═════ Dataset rows ═════

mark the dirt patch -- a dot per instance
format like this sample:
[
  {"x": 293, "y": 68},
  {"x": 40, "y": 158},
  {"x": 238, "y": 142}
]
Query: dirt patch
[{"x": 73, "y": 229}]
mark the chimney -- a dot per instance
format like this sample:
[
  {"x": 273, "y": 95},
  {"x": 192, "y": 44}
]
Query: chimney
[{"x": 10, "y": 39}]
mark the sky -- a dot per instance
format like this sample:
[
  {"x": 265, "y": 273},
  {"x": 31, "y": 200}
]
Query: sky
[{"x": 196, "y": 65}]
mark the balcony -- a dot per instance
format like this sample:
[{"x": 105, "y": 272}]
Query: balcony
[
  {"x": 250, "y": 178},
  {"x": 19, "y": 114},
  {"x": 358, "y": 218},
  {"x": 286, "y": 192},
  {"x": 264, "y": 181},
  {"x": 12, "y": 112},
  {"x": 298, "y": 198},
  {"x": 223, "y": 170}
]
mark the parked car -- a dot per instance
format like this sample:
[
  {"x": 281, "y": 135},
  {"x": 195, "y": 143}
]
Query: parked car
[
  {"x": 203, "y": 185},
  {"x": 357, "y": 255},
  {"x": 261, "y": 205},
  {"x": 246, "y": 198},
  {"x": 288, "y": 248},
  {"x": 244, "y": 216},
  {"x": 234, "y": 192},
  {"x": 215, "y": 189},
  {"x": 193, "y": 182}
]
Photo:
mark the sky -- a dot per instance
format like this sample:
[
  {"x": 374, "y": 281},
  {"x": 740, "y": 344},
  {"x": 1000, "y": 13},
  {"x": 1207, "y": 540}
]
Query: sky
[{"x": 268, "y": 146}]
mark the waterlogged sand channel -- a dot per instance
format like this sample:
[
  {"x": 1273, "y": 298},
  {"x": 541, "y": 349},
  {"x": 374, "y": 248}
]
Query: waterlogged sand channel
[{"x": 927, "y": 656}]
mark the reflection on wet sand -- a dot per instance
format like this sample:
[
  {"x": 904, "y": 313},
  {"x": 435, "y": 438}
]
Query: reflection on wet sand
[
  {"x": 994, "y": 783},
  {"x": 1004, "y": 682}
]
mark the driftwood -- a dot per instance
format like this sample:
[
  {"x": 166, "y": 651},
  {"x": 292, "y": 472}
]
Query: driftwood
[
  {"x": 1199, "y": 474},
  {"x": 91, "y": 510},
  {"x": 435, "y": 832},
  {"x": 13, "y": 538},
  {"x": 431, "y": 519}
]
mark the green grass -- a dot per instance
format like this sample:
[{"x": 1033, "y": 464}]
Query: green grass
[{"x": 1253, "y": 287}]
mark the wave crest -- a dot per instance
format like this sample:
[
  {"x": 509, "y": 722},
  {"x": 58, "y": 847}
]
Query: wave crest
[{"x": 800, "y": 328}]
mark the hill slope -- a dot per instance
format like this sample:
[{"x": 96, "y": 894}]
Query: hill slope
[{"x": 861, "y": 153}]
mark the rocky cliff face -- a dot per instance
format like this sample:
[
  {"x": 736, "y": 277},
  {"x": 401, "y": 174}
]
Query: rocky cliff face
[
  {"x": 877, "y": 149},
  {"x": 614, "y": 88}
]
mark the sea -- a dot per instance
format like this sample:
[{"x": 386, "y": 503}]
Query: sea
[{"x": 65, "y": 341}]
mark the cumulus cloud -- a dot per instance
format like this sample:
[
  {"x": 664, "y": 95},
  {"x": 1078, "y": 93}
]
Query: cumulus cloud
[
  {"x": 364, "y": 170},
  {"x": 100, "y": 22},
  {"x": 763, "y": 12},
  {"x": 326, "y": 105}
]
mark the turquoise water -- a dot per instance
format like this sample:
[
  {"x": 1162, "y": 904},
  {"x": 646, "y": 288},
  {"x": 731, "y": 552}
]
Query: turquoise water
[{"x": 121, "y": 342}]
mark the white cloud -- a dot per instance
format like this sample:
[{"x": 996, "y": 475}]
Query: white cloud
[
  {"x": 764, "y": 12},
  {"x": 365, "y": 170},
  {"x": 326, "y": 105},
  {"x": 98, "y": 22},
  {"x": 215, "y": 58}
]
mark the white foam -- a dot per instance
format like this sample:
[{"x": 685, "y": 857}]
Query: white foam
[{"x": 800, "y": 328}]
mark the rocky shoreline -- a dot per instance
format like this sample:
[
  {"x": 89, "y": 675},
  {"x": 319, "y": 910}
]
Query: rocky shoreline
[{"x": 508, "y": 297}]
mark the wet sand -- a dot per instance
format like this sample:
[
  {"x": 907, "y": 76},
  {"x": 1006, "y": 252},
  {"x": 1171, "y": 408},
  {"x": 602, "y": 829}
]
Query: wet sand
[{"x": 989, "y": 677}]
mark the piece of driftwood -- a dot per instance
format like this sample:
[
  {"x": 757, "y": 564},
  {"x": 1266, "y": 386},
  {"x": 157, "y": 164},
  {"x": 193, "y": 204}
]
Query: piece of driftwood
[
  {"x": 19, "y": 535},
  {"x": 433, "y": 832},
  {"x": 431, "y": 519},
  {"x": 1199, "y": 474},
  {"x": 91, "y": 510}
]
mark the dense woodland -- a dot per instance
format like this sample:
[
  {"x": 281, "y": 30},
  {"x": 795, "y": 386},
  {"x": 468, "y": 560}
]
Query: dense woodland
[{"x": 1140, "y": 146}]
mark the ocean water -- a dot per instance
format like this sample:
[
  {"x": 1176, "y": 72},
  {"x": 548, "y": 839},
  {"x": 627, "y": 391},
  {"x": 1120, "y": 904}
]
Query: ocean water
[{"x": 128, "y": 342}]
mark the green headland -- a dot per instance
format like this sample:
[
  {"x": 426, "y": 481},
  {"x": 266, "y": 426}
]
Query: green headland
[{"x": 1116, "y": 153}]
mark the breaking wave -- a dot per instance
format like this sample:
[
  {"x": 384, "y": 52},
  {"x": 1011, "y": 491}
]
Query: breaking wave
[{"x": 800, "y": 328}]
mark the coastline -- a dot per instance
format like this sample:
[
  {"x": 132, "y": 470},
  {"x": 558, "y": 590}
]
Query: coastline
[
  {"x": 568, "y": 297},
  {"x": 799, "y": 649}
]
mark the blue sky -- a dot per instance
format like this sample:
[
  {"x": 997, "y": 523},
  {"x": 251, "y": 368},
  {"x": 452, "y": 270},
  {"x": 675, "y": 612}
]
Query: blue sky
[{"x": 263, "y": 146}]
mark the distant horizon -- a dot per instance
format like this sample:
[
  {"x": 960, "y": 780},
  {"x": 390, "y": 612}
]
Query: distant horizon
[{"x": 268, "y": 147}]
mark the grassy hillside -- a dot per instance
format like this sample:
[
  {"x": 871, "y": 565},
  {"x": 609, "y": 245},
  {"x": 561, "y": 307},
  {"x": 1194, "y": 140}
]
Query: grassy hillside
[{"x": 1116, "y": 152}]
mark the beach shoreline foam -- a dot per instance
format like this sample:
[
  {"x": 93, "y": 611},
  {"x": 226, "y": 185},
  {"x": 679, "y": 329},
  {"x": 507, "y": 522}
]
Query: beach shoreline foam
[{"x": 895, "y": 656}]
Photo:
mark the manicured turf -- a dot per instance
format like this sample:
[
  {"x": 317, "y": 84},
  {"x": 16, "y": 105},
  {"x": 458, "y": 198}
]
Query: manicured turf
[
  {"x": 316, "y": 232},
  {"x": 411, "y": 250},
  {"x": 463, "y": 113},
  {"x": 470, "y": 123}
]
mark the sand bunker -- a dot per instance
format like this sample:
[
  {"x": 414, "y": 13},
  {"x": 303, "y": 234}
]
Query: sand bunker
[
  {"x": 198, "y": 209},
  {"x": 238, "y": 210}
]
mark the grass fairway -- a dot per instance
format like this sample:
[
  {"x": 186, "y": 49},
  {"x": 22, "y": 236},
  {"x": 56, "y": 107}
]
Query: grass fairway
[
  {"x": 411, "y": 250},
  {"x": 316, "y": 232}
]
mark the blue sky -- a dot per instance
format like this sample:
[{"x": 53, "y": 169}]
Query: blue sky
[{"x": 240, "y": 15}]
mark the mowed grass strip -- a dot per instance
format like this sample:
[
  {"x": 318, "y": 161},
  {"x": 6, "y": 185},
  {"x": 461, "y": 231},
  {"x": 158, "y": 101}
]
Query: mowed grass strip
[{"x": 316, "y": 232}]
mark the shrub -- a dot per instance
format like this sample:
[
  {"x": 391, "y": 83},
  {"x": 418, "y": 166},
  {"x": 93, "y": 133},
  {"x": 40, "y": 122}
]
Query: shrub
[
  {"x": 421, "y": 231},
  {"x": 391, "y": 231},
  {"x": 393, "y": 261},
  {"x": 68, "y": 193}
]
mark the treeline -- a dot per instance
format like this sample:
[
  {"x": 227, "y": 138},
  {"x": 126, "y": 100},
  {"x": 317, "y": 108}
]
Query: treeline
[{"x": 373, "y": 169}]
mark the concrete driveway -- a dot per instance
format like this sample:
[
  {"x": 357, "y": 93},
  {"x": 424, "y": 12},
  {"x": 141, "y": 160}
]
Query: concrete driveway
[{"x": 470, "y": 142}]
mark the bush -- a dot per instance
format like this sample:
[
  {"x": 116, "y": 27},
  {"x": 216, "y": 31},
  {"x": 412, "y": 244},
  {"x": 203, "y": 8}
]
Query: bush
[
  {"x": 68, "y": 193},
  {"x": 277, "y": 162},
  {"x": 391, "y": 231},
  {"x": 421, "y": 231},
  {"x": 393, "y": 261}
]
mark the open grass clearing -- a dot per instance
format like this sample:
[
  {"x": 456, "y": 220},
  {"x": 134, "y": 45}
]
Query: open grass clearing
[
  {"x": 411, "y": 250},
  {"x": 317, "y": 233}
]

═════

▶ [Short problem]:
Return, word for word, each line from the line that contains "mark the bush -- a dot per instance" to the end of the listing above; include both end lines and nothing else.

▶ [Exercise solution]:
mark the bush -- a dot per instance
format like this sample:
[
  {"x": 116, "y": 27},
  {"x": 216, "y": 31},
  {"x": 412, "y": 244},
  {"x": 203, "y": 8}
]
Query: bush
[
  {"x": 68, "y": 193},
  {"x": 277, "y": 162},
  {"x": 391, "y": 231},
  {"x": 421, "y": 231},
  {"x": 393, "y": 261}
]
mark the open grass clearing -- a dot per instance
format like this sample:
[
  {"x": 456, "y": 220},
  {"x": 134, "y": 45}
]
Query: open grass clearing
[
  {"x": 411, "y": 250},
  {"x": 317, "y": 233}
]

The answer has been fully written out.